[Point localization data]
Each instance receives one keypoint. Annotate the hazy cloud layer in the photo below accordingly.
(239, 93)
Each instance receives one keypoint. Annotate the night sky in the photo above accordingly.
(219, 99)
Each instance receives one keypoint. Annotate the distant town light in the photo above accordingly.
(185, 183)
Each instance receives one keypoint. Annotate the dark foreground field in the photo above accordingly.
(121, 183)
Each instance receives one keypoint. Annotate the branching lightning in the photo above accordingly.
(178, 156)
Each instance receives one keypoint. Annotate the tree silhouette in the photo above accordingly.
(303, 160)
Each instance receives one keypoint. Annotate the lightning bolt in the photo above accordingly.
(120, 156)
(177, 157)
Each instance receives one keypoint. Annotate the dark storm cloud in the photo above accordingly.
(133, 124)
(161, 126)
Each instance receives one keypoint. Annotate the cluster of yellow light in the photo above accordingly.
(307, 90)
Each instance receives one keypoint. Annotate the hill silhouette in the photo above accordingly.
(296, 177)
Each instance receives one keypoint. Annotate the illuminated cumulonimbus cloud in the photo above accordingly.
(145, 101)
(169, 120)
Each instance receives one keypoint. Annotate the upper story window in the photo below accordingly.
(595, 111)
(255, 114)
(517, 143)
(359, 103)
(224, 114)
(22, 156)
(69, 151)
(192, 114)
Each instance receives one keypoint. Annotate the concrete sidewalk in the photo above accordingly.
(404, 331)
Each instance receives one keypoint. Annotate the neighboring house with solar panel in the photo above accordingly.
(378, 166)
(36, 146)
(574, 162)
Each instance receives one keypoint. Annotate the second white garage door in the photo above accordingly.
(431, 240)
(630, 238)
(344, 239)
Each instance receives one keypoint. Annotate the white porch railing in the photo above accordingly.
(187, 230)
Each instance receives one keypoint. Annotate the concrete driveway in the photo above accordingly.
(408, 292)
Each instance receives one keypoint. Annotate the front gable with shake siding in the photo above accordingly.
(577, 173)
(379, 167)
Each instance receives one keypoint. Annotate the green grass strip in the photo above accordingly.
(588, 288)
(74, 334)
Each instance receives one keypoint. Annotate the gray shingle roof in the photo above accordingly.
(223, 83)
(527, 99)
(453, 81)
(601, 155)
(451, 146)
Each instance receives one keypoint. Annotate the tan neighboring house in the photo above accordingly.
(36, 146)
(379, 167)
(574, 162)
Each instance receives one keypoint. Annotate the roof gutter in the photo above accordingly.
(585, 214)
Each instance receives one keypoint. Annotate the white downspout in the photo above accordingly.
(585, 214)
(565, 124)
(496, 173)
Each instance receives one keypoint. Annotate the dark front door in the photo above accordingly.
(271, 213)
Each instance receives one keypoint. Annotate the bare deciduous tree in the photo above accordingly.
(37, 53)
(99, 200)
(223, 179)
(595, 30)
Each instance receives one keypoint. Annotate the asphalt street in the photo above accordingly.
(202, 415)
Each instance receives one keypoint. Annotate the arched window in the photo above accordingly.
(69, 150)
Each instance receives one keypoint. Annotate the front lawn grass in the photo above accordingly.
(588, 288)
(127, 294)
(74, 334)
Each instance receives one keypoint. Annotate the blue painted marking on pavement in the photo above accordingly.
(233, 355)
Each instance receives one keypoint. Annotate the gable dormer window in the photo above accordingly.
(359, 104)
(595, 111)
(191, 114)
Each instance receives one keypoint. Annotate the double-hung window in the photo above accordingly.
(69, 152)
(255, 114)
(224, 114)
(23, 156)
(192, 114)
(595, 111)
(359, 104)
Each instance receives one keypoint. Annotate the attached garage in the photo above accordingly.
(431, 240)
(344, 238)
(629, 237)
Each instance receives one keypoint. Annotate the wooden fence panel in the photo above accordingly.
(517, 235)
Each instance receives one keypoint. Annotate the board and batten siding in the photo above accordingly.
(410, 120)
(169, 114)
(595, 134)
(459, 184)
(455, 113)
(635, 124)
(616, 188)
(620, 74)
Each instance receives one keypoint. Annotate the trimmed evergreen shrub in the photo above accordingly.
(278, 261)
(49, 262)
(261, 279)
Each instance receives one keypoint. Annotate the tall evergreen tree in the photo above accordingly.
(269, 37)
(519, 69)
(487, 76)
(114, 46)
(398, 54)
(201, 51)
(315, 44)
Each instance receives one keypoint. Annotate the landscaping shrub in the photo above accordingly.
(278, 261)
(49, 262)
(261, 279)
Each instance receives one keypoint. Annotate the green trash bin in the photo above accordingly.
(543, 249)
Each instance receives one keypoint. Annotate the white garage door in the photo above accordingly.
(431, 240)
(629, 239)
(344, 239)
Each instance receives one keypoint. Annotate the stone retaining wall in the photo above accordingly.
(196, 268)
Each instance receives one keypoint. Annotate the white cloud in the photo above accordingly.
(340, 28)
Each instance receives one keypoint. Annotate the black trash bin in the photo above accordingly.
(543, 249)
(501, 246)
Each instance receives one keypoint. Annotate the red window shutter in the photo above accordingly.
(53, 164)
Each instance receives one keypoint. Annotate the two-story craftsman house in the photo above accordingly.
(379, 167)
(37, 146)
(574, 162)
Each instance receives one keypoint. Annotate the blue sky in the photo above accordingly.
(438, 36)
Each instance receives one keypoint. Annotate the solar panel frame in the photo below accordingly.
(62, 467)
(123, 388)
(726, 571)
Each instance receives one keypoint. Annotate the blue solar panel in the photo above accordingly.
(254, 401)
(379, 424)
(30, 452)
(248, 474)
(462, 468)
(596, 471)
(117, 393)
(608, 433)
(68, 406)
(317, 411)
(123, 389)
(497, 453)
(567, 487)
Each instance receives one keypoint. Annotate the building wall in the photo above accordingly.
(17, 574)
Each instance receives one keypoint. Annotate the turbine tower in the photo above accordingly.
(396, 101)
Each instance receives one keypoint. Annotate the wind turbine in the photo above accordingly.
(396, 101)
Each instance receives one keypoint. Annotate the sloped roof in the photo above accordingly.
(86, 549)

■ Work task ■
Every line of the data above belongs in the answer, unchanged.

■ Written solution ■
Each instance receives one keypoint. Annotate the hazy cloud layer in the photo below accordingly.
(239, 93)
Each instance receives one keypoint. Annotate the night sky in the photo above accordingly.
(219, 99)
Each instance receives one keypoint. Annotate the distant town light in the photo above accordingly.
(185, 183)
Each instance receives one keypoint. Annotate the dark foreground field in the photo above accordingly.
(121, 183)
Each instance receives one keypoint. Annotate the branching lightning in the photo above accordingly.
(178, 156)
Each instance receives one keypoint. Annotate the tree silhouette in the photo above accordingly.
(303, 160)
Each instance receives one keypoint. Annotate the lightning bolt in the photo above accordingly.
(120, 156)
(177, 157)
Each instance receives one keypoint. Annotate the dark storm cloud in the photo above accordingly.
(133, 124)
(161, 126)
Each instance receives one keypoint. Annotate the cluster of yellow light in the photo above accordingly.
(307, 90)
Each instance receives one keypoint. Annotate the hill silhouette in the photo above accordingly.
(296, 177)
Each instance receives one keypoint. Annotate the illuminated cumulonimbus cloud in the photo above accordingly.
(145, 101)
(169, 120)
Each instance receives one keypoint. Annotate the upper story window in the photo below accordingly.
(595, 111)
(255, 114)
(517, 143)
(359, 103)
(224, 114)
(22, 156)
(69, 151)
(192, 114)
Each instance receives one keypoint. Annotate the concrete sidewalk in the photo above accordingly.
(404, 331)
Each instance receives one keypoint. Annotate the neighboring house with solar panel in the photo above accordingly.
(378, 166)
(36, 146)
(574, 162)
Each instance receives one keypoint. Annotate the second white garage door in the photo above accordingly.
(431, 240)
(630, 238)
(344, 239)
Each instance receives one keypoint. Annotate the white porch railing in the photo above accordingly.
(187, 230)
Each instance receives one keypoint. Annotate the concrete driveway in the photo above accordingly.
(408, 292)
Each instance receives one keypoint. Annotate the front gable with shake siding in the photo above accordingly.
(577, 173)
(379, 167)
Each instance receives one keypoint. Annotate the green grass strip in the photo above accordingly.
(588, 288)
(74, 334)
Each instance receives one keypoint. Annotate the gray shingle roof in the photo above accordingly.
(223, 83)
(527, 99)
(453, 81)
(601, 155)
(451, 146)
Each instance receives one keypoint. Annotate the tan neighboring house in the photo above accordingly.
(36, 146)
(379, 167)
(574, 162)
Each instance receives one keypoint. Annotate the roof gutter in the photo above accordingly.
(585, 214)
Each instance receives one keypoint. Annotate the white downspout in the photo above accordingly.
(585, 214)
(565, 124)
(496, 173)
Each instance receives one keypoint. Annotate the dark front door in the photo above accordingly.
(271, 213)
Each instance receives one keypoint. Annotate the bare deciduous tree in the photo above accordingly.
(37, 53)
(99, 200)
(223, 179)
(595, 30)
Each instance receives one keypoint. Annotate the asphalt street in the photo above accordingly.
(202, 415)
Each instance receives one keypoint. Annotate the arched window in the photo above accordingly.
(69, 150)
Each instance receives one keypoint. Annotate the front lawn grass in the photo above accordingly.
(588, 288)
(127, 294)
(74, 334)
Each instance receives one keypoint. Annotate the blue painted marking on pavement in the photo above accordingly.
(233, 355)
Each instance receives one keypoint. Annotate the gable dormer window in the photo above accordingly.
(359, 104)
(595, 111)
(191, 114)
Each instance receives one keypoint. Annotate the double-hung window in the photo above accordingly.
(69, 152)
(255, 114)
(224, 114)
(23, 156)
(192, 114)
(595, 111)
(359, 104)
Each instance receives one keypoint. Annotate the attached garage in the photo above accordingly.
(431, 240)
(344, 238)
(629, 237)
Each instance receives one keypoint. Annotate the wooden fence panel in the photo above accordingly.
(517, 235)
Each instance receives one keypoint. Annotate the board and batten siding in the photo above accordingly.
(410, 120)
(169, 114)
(595, 134)
(459, 184)
(455, 113)
(635, 124)
(616, 188)
(620, 74)
Each instance receives one keypoint. Annotate the trimmed evergreen shrub in the photo above accordingly.
(278, 261)
(49, 262)
(261, 279)
Each instance receives one keypoint. Annotate the tall evergreen tree in the photo above accordingly.
(269, 37)
(519, 69)
(487, 76)
(114, 46)
(398, 54)
(201, 51)
(315, 44)
Each instance receives one keypoint. Annotate the landscaping shrub in the photo above accordingly.
(278, 261)
(49, 262)
(261, 279)
Each instance receives one keypoint. Annotate the green trash bin in the photo above accordingly.
(543, 249)
Each instance receives one keypoint. Annotate the white garage door in the photo above accordingly.
(431, 240)
(629, 239)
(344, 239)
Each instance receives one keypoint. Annotate the stone retaining wall in the photo above accordingly.
(196, 268)
Each instance receives one keypoint. Annotate the white cloud in the photo above accordingly.
(340, 28)
Each instance receives one keypoint. Annotate the black trash bin in the photo above accordingly.
(543, 249)
(501, 246)
Each instance receives one keypoint. Annotate the red window shutter in the photo above accordingly.
(53, 164)
Each instance receives one keypoint. Annotate the two-story craftsman house in the photo above accordingly.
(379, 167)
(37, 146)
(574, 162)
Each instance receives one keypoint. Annotate the blue sky in the photo above accordingly.
(438, 36)
Each instance receives one keypoint. Annotate the solar panel frame in the photo below accordingly.
(62, 467)
(123, 388)
(726, 571)
Each instance receives one keypoint. Annotate the blue solar panel in the photo above accordingly.
(254, 401)
(379, 424)
(30, 452)
(248, 474)
(462, 468)
(596, 471)
(117, 393)
(608, 433)
(68, 406)
(317, 411)
(123, 389)
(497, 453)
(567, 487)
Each instance receives one keypoint. Annotate the building wall in the photo above accordingly.
(17, 574)
Each instance receives one keypoint. Annotate the turbine tower in the photo above accordingly.
(396, 101)
Each instance receives one keypoint. Annotate the wind turbine in the photo above accordingly.
(396, 101)
Each instance receives one keypoint. Annotate the sloped roof in the photo above accordingly.
(86, 549)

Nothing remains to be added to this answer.